Top of Source data

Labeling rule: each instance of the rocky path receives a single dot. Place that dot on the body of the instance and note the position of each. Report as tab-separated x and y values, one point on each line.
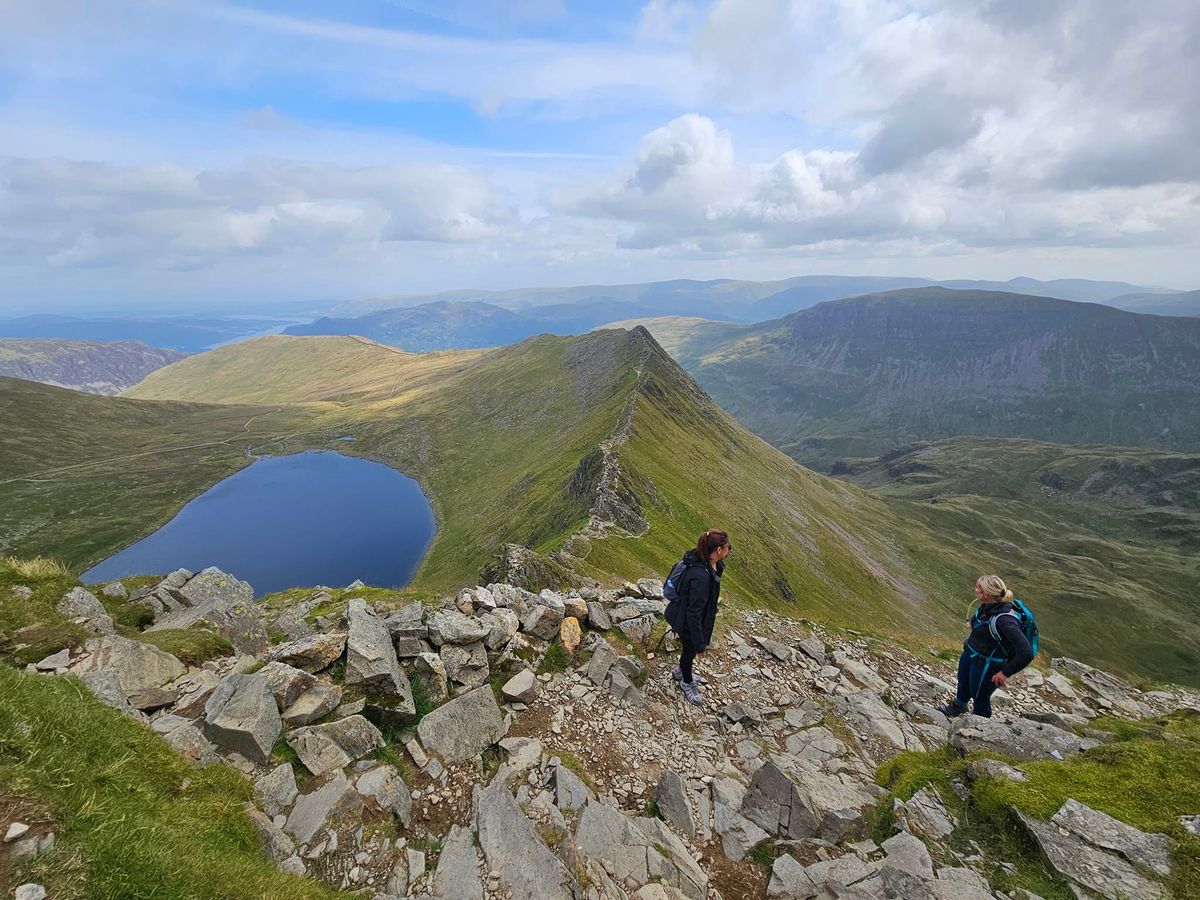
559	761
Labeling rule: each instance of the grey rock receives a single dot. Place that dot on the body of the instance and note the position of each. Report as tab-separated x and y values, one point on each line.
502	625
430	672
600	663
675	803
315	703
462	727
543	622
312	654
522	687
388	789
370	657
1108	833
450	627
312	810
287	682
570	793
598	617
925	815
774	803
910	855
107	689
457	873
511	849
466	664
137	665
789	881
83	605
334	745
1020	738
1092	869
276	790
241	717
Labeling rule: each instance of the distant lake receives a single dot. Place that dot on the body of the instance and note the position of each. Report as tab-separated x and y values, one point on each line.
288	521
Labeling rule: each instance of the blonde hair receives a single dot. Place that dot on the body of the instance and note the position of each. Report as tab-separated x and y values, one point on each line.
994	586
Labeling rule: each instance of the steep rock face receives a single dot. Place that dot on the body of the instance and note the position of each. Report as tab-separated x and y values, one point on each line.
89	366
931	363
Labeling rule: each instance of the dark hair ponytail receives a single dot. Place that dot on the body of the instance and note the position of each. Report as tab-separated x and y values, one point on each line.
709	543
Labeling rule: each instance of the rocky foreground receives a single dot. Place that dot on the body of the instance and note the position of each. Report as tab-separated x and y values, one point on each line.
510	744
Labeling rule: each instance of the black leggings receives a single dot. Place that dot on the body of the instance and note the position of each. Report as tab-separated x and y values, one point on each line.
687	654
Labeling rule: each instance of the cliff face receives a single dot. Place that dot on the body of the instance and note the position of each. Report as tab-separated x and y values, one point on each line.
88	366
857	377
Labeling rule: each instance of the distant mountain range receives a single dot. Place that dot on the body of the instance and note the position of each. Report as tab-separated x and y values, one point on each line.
88	366
484	318
857	377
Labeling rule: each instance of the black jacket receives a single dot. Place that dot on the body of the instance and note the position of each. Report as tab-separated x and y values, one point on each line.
694	613
1013	646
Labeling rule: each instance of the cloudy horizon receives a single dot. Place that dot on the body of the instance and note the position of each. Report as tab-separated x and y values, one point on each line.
190	154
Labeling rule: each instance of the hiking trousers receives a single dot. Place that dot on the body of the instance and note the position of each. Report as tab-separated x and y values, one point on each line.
975	682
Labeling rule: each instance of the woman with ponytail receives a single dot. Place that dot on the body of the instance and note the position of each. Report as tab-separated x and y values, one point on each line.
694	613
994	652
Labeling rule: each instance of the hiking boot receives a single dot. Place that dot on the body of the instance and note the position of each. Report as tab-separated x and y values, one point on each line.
690	693
677	673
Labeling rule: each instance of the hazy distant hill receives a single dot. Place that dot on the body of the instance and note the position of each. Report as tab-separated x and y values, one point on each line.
83	365
1186	303
861	376
190	334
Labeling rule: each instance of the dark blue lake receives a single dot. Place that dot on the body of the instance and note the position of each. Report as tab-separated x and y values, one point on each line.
287	521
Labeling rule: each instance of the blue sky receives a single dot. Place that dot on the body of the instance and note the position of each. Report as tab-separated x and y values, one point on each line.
191	153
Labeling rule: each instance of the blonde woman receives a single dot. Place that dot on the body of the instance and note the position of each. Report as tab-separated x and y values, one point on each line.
994	652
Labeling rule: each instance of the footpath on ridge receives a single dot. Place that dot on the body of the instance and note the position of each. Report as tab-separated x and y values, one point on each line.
509	744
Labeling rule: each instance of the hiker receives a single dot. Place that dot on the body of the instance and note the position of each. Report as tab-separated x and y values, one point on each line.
994	652
693	613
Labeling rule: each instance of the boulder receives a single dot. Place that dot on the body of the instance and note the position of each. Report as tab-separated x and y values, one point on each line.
241	717
522	687
570	634
466	664
318	701
335	745
276	790
312	654
430	673
313	810
83	606
462	727
136	665
457	873
502	625
1108	833
1019	738
450	627
527	869
543	622
385	785
370	657
287	682
1087	867
774	803
675	803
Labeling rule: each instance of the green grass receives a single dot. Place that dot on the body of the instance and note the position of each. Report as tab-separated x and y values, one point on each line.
142	822
193	646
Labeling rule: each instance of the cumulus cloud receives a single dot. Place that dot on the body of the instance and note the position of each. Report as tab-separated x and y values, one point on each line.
85	214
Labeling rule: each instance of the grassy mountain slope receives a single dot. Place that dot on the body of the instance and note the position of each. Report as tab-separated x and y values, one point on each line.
288	370
858	377
1103	540
87	366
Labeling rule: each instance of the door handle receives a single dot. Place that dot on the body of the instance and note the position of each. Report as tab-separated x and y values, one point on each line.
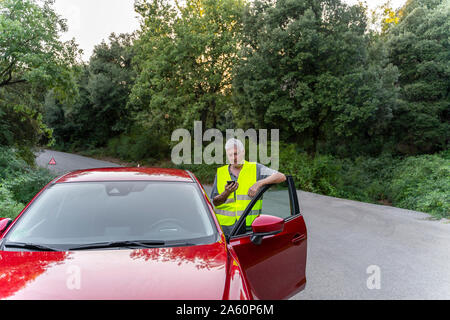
298	238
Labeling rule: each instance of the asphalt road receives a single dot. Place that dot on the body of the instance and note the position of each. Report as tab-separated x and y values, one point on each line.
355	250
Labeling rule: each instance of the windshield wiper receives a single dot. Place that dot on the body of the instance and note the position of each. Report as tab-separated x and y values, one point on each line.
31	246
118	244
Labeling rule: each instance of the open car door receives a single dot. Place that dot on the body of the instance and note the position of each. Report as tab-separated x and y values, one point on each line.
274	261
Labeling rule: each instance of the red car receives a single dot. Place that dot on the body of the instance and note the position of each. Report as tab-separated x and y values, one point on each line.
146	233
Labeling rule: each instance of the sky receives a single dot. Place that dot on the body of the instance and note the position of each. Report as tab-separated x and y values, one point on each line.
91	21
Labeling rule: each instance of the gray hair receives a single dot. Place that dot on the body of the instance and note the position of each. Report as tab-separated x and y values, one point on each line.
234	143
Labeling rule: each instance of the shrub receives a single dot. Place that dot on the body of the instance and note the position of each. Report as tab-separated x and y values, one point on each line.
19	181
422	183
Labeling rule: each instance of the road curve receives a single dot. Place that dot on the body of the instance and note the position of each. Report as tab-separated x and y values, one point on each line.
66	162
356	250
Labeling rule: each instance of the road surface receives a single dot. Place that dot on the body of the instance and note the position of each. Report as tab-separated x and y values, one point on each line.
355	250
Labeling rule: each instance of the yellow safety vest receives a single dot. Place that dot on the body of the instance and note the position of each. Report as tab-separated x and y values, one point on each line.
229	212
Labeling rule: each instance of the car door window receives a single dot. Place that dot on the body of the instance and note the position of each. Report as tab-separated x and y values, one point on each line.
278	200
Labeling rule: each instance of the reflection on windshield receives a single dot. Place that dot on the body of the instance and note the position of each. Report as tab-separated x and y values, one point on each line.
19	269
209	258
90	212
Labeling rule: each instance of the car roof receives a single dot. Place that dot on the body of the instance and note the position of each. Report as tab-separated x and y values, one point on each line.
126	174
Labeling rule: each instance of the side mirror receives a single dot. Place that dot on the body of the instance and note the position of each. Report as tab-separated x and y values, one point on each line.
266	226
4	224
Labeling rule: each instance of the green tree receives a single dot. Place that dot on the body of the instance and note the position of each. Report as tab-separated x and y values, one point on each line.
32	60
307	70
419	47
100	112
185	56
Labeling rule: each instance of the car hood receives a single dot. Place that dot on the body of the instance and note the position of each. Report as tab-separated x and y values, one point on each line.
195	272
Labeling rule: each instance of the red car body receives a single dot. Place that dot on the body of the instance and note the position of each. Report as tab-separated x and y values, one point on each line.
234	268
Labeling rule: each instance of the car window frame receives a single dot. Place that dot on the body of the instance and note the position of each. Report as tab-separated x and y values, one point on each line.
16	222
293	204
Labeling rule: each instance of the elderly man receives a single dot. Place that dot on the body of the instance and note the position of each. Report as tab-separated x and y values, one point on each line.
236	184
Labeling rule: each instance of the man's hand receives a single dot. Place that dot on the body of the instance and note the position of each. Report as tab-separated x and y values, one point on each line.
254	190
229	189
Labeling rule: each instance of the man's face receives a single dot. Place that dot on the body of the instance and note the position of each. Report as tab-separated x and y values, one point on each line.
235	156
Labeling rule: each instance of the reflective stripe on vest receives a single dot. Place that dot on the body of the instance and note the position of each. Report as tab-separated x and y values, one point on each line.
231	210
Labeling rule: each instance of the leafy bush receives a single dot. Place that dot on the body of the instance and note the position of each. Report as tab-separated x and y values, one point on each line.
319	174
19	182
8	207
417	183
422	183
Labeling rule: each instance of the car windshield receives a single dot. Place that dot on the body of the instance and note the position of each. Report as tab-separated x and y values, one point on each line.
71	214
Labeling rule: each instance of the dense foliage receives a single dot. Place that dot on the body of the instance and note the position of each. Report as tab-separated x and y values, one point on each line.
362	101
19	182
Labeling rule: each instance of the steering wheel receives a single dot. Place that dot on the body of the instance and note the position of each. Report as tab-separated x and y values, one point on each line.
170	222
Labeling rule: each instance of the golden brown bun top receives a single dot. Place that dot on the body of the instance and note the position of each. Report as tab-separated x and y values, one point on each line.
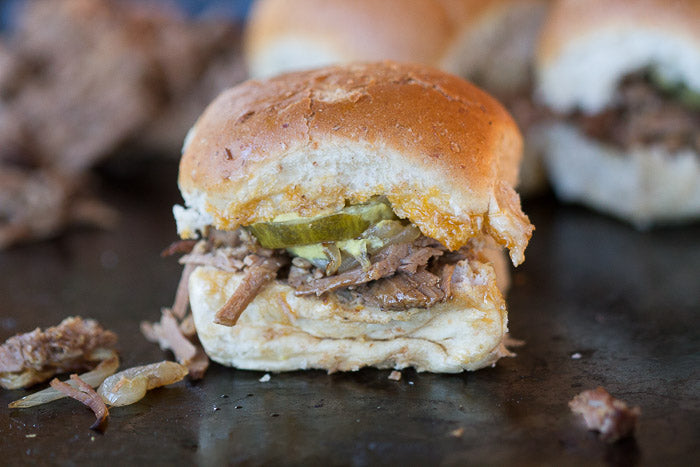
445	153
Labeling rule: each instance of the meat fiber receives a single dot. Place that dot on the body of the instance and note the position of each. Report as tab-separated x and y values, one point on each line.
33	357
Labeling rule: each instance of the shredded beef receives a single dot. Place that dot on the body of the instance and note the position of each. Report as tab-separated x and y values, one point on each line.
402	291
259	271
169	335
35	356
384	263
398	277
644	115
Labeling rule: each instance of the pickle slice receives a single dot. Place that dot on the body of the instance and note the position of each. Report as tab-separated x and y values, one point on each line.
348	223
307	231
676	89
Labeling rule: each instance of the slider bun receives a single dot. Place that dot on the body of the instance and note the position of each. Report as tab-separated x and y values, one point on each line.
279	331
587	47
442	151
642	185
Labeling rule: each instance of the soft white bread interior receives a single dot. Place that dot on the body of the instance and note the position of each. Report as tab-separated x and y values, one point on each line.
280	331
643	185
443	152
588	47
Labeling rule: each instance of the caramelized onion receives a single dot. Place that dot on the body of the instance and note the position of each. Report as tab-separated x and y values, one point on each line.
94	378
130	385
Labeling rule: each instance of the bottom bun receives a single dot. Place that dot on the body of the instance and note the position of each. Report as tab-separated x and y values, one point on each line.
644	185
280	331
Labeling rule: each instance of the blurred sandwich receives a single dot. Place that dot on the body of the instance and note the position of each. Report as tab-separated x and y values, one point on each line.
348	217
624	79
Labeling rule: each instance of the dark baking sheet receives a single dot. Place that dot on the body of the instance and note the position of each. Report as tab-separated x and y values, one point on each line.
627	301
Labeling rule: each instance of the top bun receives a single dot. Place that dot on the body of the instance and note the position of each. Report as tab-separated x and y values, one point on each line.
587	47
442	151
490	40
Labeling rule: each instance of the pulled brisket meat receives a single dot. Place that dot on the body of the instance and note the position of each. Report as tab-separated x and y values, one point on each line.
169	335
33	357
259	272
398	277
644	115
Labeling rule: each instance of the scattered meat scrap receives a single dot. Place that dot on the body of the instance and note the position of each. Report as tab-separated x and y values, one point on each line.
260	271
130	385
94	378
75	344
265	378
602	412
86	395
168	334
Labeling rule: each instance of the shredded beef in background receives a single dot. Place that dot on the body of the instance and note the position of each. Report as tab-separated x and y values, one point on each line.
81	80
602	412
644	115
38	203
33	357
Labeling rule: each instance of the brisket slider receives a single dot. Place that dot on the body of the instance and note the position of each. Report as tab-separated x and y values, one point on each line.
624	79
346	217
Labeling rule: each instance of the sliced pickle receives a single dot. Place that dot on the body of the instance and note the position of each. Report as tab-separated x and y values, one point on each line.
307	231
348	223
332	252
676	89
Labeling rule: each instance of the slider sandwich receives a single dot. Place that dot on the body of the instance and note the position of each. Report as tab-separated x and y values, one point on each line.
351	216
623	79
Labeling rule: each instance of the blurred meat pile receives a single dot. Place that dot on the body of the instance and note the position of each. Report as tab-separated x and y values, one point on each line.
81	80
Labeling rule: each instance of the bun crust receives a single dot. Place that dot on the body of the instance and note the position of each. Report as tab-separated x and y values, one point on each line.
587	47
279	331
444	153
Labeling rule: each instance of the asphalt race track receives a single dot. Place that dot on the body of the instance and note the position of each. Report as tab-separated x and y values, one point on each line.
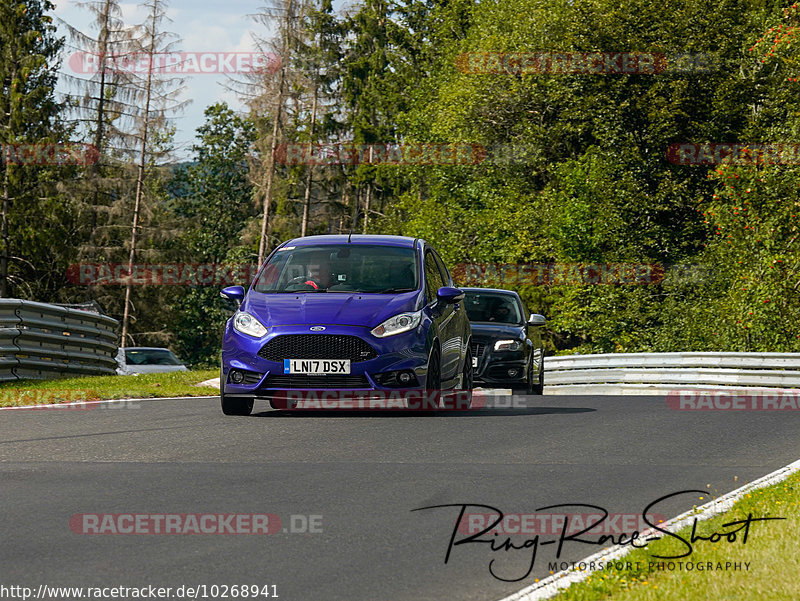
363	473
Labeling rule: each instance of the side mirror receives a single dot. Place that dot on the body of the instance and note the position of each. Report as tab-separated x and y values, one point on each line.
234	293
537	320
449	295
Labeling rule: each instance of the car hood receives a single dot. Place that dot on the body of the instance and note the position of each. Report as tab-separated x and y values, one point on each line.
327	308
500	330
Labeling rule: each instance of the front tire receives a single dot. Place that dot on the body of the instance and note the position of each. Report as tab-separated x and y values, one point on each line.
537	387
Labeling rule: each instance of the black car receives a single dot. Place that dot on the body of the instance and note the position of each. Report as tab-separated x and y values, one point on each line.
507	348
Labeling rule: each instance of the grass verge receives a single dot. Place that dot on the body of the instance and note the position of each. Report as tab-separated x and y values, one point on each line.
93	388
772	551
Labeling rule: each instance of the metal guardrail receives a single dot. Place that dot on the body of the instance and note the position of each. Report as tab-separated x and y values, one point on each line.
659	373
42	341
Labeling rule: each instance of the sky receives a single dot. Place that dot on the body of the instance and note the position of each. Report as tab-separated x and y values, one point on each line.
210	26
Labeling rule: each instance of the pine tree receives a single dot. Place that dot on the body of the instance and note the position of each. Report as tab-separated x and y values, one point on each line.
29	114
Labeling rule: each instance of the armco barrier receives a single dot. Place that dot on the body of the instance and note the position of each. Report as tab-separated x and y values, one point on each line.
658	373
43	341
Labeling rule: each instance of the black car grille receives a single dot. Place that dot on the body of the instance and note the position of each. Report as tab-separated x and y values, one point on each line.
477	349
316	381
317	346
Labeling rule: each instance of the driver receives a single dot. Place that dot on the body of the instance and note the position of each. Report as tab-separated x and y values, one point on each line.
500	314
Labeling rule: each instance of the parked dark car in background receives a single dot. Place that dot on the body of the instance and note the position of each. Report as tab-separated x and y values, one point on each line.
147	360
506	345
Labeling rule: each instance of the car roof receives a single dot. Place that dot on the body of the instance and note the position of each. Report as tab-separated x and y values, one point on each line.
492	290
356	239
146	348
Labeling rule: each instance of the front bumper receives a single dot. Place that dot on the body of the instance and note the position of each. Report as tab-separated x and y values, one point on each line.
266	379
493	367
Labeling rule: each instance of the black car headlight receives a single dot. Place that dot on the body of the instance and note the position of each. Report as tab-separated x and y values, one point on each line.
507	345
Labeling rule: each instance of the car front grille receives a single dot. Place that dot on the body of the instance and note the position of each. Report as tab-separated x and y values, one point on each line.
477	349
317	346
315	381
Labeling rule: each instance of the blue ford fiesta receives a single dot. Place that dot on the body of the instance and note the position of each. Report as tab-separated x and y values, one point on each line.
357	313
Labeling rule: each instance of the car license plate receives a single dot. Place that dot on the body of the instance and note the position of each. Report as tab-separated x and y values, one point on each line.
316	366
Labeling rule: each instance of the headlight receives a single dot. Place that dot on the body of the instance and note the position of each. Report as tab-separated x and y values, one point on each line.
398	324
507	345
247	324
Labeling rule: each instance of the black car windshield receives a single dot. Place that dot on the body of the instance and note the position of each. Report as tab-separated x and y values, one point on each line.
151	357
492	308
339	268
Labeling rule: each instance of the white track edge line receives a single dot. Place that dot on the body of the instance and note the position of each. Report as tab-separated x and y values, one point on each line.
552	585
104	401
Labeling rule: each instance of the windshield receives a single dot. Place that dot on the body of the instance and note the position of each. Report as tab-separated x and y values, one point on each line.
151	357
339	268
492	308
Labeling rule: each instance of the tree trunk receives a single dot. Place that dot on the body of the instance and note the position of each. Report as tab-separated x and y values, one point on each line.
139	187
263	243
310	173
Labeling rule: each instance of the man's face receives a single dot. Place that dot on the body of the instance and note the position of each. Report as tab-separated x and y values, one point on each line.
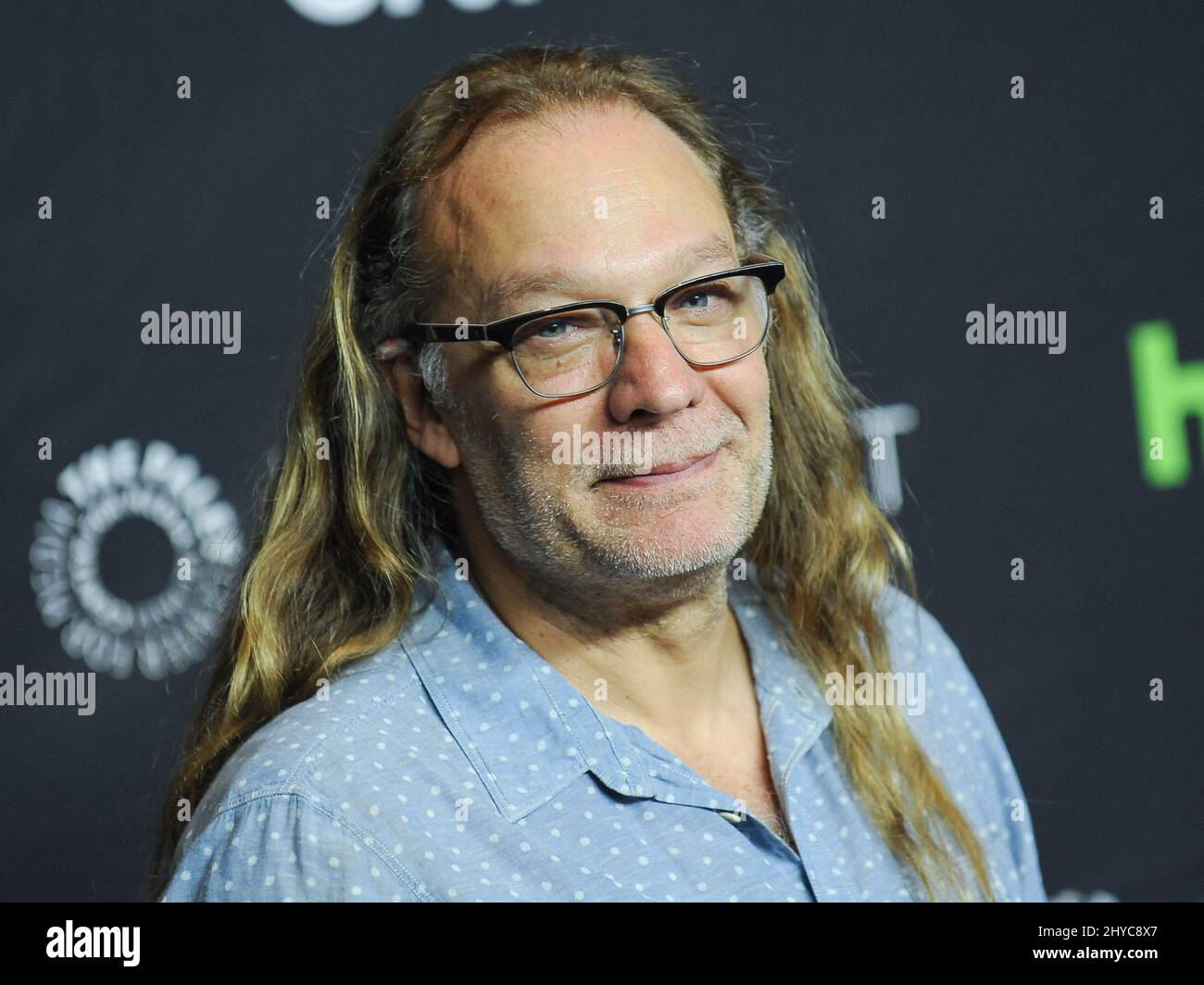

Bottom of Source data

- Work task -
Omit the pictures and print again exactly the lines from the one with "Labeling rule: each instance of the tree" through the final line of the entries, both ends included.

- Your solution -
Labeling rule: each instance of the tree trunk receives a single dot. Place that dot on the body of the instance and note the position of each. Report as tab-separated x and y values, one point on each line.
139	187
263	243
310	173
Labeling rule: each instance of the man's face receives a single dot. Place that dot on the body of the instance and note the position of each. Report as tab-separated x and y values, one point on each line.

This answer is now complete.